#### Task description
Continue the biographical excerpt about Wilde, starting right after its last line.

#### Excerpt to read

After moving from Atlantic City to Beverly Hills, she had a hysterectomy. While recovering in a wheelchair at a hair salon, a man approached her and asked if she had ever been in theater. This inspired her to pursue film roles.

Wilde and Sherriff divorced in 1937. In 1938, she married William Henry Snow, who was the president of a radio recording company.

== Death ==
Wilde died on February 16, 1995, in Attleboro, Massachusetts at the age of 87.

== Partial filmography ==
- Step on It (1936) as Connie Banning
- The Millionaire Kid (1936) as Kitty Malone
- Caryl of the Mountains (1936) as Caryl Foray
- The Singing Cowboy (1936) as Helen Blake
- Undersea Kingdom (1936) as Diana Compton
- Palm Springs (1936) as Undetermined Secondary Role (uncredited)

#### Dataset extract

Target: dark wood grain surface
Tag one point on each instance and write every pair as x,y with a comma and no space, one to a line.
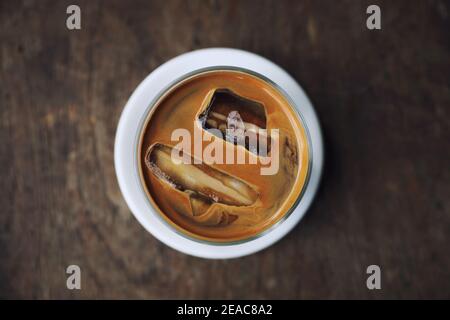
383,99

#### Response
- Wildcat Trooper (1936) as Ruth Reynolds
- Stormy Trails (1936) as Connie Curlew
- Outcast (1937) as Mary Hallifax (uncredited)
- Nobody's Baby (1937) as Radio Station Receptionist (uncredited)
- Pick a Star (1937) as Minor Role (uncredited)
- Brothers of the West (1937) as Celia Chandler
- Hopalong Rides Again (1937) as Laura Peters
- Sky Racket (1937) as Sugar (uncredited)
- Danger Valley (1937) as Mickey Temple
- Love Nest (1951) as Landlady (uncredited)
- Steel Town (1952) as Nurse (uncredited)
- Ma and Pa Kettle at Waikiki (1955) as Boat Passenger (uncredited)
- Oh, God! You Devil (1984) as Casino Patron (uncredited)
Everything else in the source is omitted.